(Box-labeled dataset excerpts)
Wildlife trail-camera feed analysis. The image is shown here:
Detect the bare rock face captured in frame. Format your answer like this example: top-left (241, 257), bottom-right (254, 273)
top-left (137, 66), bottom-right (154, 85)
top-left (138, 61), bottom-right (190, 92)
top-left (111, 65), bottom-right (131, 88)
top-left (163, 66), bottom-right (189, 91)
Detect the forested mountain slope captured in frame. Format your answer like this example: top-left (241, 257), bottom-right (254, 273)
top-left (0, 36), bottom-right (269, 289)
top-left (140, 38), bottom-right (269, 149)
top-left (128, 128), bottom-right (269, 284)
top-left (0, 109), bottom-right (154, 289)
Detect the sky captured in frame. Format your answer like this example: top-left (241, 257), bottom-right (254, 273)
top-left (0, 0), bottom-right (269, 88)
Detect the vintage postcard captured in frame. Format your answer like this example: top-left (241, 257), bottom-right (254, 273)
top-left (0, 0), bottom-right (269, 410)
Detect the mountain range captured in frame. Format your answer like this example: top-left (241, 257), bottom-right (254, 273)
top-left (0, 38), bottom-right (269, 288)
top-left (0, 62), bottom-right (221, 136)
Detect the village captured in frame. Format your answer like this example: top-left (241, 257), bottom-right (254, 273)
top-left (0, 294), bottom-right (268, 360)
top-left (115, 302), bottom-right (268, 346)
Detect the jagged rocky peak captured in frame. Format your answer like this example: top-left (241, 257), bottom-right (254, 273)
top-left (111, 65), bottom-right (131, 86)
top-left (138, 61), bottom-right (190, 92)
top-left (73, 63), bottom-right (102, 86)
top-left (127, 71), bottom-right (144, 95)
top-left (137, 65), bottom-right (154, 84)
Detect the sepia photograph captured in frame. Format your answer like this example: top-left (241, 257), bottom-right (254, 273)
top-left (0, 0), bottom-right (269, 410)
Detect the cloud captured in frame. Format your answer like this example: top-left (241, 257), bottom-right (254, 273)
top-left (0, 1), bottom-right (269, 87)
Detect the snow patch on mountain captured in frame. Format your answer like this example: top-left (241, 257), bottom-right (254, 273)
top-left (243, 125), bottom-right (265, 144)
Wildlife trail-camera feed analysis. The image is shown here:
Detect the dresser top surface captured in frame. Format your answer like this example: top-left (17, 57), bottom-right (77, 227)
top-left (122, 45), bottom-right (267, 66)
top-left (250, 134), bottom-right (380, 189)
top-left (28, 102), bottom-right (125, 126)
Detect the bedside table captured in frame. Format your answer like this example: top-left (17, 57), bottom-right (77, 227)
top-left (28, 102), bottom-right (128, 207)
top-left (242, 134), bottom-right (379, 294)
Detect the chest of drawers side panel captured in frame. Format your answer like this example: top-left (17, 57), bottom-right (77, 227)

__WRITTEN EXERCISE__.
Update the records above by replacing "Detect" with "Locate" everywhere it occurs, and reproduce all the lines with everything else unchanged.

__OUTPUT BELOW__.
Wildlife trail-camera feed analysis. The image is shown here:
Locate the bare rock face captured in frame. Format your answer like this example: top-left (241, 257), bottom-right (254, 273)
top-left (137, 66), bottom-right (154, 85)
top-left (138, 61), bottom-right (190, 92)
top-left (111, 65), bottom-right (131, 88)
top-left (163, 66), bottom-right (189, 91)
Locate the forested mountain slope captured in frame. Format your answer like this example: top-left (241, 257), bottom-right (254, 273)
top-left (0, 36), bottom-right (269, 289)
top-left (140, 38), bottom-right (269, 149)
top-left (128, 128), bottom-right (269, 284)
top-left (0, 109), bottom-right (154, 289)
Locate the sky captured in frame. Format your answer like this example: top-left (241, 257), bottom-right (254, 273)
top-left (0, 0), bottom-right (269, 88)
Locate the vintage postcard captured in frame. Format your answer like this example: top-left (241, 257), bottom-right (254, 273)
top-left (0, 0), bottom-right (269, 410)
Locate the mountain range captured in frame. Format your answer like this example: top-left (241, 257), bottom-right (254, 273)
top-left (0, 38), bottom-right (269, 288)
top-left (0, 62), bottom-right (221, 136)
Locate the village captured in frame. Format your answer like this example: top-left (241, 257), bottom-right (254, 273)
top-left (0, 294), bottom-right (268, 360)
top-left (115, 302), bottom-right (268, 346)
Locate the jagged rocky peak captured in frame. Format your answer like this example: top-left (241, 257), bottom-right (254, 273)
top-left (111, 65), bottom-right (131, 86)
top-left (138, 61), bottom-right (190, 92)
top-left (73, 63), bottom-right (102, 86)
top-left (127, 71), bottom-right (144, 95)
top-left (137, 65), bottom-right (154, 84)
Locate the sepia photograph captured in frame. Format your answer like this example: top-left (241, 257), bottom-right (254, 273)
top-left (0, 0), bottom-right (269, 410)
Locate the cloud captured in frame. Format your answer like this example: top-left (241, 257), bottom-right (254, 273)
top-left (0, 1), bottom-right (269, 87)
Locate the snow patch on mountain captured in frame. Format your answer like this example: top-left (241, 257), bottom-right (254, 273)
top-left (243, 125), bottom-right (265, 144)
Wildlife trail-camera feed analysis. The image is shown here:
Locate the dresser top surface captured in frame. Format your answer like this example: top-left (17, 57), bottom-right (77, 227)
top-left (122, 45), bottom-right (267, 66)
top-left (250, 134), bottom-right (380, 189)
top-left (28, 102), bottom-right (125, 126)
Locate the bedside table captured in frame. Format your answer like this example: top-left (17, 57), bottom-right (77, 227)
top-left (28, 102), bottom-right (128, 207)
top-left (242, 134), bottom-right (379, 294)
Locate the chest of drawers side panel captured in frame. Format your answer like this example: top-left (17, 57), bottom-right (77, 227)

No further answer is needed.